(Beginning of Excerpted records)
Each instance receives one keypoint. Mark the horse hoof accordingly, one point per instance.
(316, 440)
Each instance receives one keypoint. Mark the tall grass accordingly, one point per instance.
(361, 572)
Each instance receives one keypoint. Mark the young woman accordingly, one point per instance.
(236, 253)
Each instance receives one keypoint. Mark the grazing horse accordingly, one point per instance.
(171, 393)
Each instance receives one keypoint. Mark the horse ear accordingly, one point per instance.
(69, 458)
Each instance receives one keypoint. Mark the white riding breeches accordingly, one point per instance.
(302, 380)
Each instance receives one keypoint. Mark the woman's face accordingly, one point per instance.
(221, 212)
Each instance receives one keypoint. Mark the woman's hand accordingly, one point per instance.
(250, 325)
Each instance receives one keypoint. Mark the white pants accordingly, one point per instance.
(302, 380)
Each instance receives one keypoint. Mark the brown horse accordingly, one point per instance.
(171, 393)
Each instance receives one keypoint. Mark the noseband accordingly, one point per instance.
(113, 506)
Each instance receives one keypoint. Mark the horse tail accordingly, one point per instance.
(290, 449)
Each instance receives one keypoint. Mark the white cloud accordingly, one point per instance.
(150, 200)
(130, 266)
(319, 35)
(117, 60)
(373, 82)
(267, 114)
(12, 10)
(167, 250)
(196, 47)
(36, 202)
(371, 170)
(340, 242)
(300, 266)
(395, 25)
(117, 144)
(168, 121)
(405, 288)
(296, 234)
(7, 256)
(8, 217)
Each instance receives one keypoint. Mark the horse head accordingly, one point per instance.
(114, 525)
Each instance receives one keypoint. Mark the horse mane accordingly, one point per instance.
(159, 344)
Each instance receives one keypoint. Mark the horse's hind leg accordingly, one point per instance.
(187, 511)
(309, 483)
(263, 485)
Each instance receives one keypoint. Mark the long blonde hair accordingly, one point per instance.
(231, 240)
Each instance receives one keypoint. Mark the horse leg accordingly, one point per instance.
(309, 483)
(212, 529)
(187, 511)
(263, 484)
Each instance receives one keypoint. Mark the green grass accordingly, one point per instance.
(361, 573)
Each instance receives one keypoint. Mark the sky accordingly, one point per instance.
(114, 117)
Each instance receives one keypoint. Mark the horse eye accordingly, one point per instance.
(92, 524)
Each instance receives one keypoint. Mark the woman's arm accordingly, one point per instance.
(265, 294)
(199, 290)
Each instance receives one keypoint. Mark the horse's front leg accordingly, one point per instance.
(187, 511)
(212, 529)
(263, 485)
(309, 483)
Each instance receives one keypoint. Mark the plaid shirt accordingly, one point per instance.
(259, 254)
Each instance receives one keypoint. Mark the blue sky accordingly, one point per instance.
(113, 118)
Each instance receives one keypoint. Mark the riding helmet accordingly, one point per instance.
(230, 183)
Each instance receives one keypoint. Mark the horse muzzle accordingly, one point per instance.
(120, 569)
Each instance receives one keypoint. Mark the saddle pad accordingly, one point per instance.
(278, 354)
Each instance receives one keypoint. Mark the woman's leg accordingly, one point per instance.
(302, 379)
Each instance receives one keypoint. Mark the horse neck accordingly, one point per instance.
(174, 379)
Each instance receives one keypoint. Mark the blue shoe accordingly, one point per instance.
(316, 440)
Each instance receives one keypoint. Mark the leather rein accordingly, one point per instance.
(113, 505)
(End of Excerpted records)
Prompt: The records are to be retyped exactly. No line may be skipped.

Task solution:
Each instance receives one keypoint. Mark the horse hoof accordingly, one point per instance.
(316, 440)
Each instance receives one keypoint. Mark the tall grass accordingly, one point per instance.
(361, 572)
Each instance receives one keypoint. Mark the young woman accordingly, one point per instance.
(236, 253)
Each instance receives one keypoint. Mark the grazing horse accordingly, one point per instance.
(171, 393)
Each instance receives one keypoint. Mark the horse ear accordingly, one point per instance.
(69, 458)
Each instance receives one keypoint. Mark the white riding breeches accordingly, one point per instance.
(302, 380)
Each instance receives one keypoint. Mark the woman's face accordingly, one point per instance.
(221, 212)
Each instance receives one keypoint. Mark the woman's hand accordingly, one point per instance.
(250, 325)
Each instance receives one keypoint. Mark the white pants accordingly, one point per instance.
(302, 380)
Each instance receives one keypoint. Mark the brown horse accordingly, one point per instance.
(171, 393)
Each instance receives one keypoint. Mark the noseband accordingly, one point per instance.
(113, 506)
Each instance receives one keypoint. Mark the horse tail accordingly, one point per instance.
(290, 449)
Each instance receives one keypoint. Mark the white cloud accordingly, one point per instance.
(150, 200)
(130, 266)
(319, 35)
(117, 60)
(373, 82)
(267, 114)
(12, 10)
(167, 250)
(196, 47)
(36, 202)
(371, 170)
(340, 242)
(300, 266)
(395, 25)
(117, 144)
(168, 121)
(405, 288)
(296, 234)
(7, 256)
(8, 217)
Each instance receives one keypoint. Mark the horse head accordingly, one point per instance.
(114, 525)
Each instance receives one keypoint. Mark the horse mane accordingly, one point per instance.
(159, 344)
Each instance receives one keypoint. Mark the horse's hind leg accordingly, one point per instance.
(187, 511)
(309, 483)
(263, 485)
Each instance receives one keypoint. Mark the long blonde hair accordingly, one point per instance.
(231, 240)
Each instance receives one keypoint. Mark the horse leg accordingly, one point per instance.
(309, 483)
(212, 529)
(187, 511)
(263, 484)
Each instance receives one keypoint. Mark the green grass accordingly, one point per instance.
(361, 573)
Each instance receives one keypoint. Mark the sky accordingly, one point per instance.
(114, 117)
Each instance receives one keypoint. Mark the horse eye accordingly, one point per instance.
(92, 524)
Each instance receives one keypoint. Mark the woman's arm accordingly, one point per instance.
(265, 294)
(199, 290)
Each instance receives one keypoint. Mark the horse's front leg accordingly, one point per instance.
(187, 511)
(212, 529)
(263, 485)
(309, 483)
Each instance receives one keypoint. Mark the plaid shirt accordingly, one point per instance.
(259, 254)
Each instance receives one keypoint. Mark the blue sky accordingly, one point per instance.
(113, 118)
Each instance receives one keypoint. Mark the riding helmet accordingly, one point per instance.
(230, 183)
Each instance receives one keypoint. Mark the horse muzzle accordingly, one point per instance.
(120, 569)
Each instance receives one keypoint. Mark the saddle pad accordingly, one point per instance.
(278, 354)
Each instance receives one keypoint. Mark the woman's leg accordingly, one point per instance.
(302, 379)
Each instance receives one keypoint. Mark the horse neck accordingly, one point per instance.
(174, 379)
Each instance receives one keypoint. Mark the blue shoe accordingly, one point per instance.
(316, 440)
Each instance receives one keypoint. Mark the leather rein accordingly, one point per instance.
(113, 505)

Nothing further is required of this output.